- [TASK TO COMPLETE] Reproduce word for word the part of the data science passage that begins with the words containing "Data Science is a" and ends with "dashboards and visualizing.".

++++ PASSAGE PROVIDED

Data Science is a sometimes difficult-to-define, increasingly popular and buzzword-y professional field that encompasses the following:
People have told me (namely my boss at Vertex Pharmaceuticals and a speaker who came in the other week from 3M) that data science is the intersection of the three fields shown below:
This seems like a reasonably satisfactory formulation of the field. I’ve found that Computer Science knowledge is particularly important for accessing and programming data; whether using APIs, formatting CSVs, or scraping, the vast majority of backend, database-facing work is done programmatically, as is development of dashboards and visualizing.
The other two areas included in the venn diagram are less critical and more interchangeable. For instance, is mathematical and statistical analysis on data not data science without domain expertise? And from a business standpoint, much can be accomplished, especially when the business is not particularly data-savvy, with simply computer science and domain expertise. Most of the work at my internship last summer involved accessing and transforming data and then doing exploratory data analysis, which I would not classify as particularly mathematical. My analysis nevertheless produced useful business insights.
A fourth category I might add to this chart would be “Data Visualization and Social Skills.” An extremely important facet of a data scientist’s job is communicating with businesspeople and folks from other areas who may not be familiar with the techniques and vocabulary behind data science. The two things that have the most utility here are the proper and clear representation of data and the ability to convey quantitative ideas to a non- or less-quantitative audience.

++++++++
++++ DATASET SECTION

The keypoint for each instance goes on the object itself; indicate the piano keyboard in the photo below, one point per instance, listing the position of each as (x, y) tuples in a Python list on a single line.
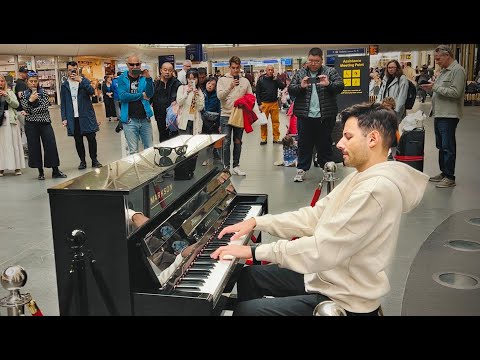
[(206, 275)]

++++++++

- [SOLVED PROBLEM]
Data Science is a sometimes difficult-to-define, increasingly popular and buzzword-y professional field that encompasses the following:
People have told me (namely my boss at Vertex Pharmaceuticals and a speaker who came in the other week from 3M) that data science is the intersection of the three fields shown below:
This seems like a reasonably satisfactory formulation of the field. I’ve found that Computer Science knowledge is particularly important for accessing and programming data; whether using APIs, formatting CSVs, or scraping, the vast majority of backend, database-facing work is done programmatically, as is development of dashboards and visualizing.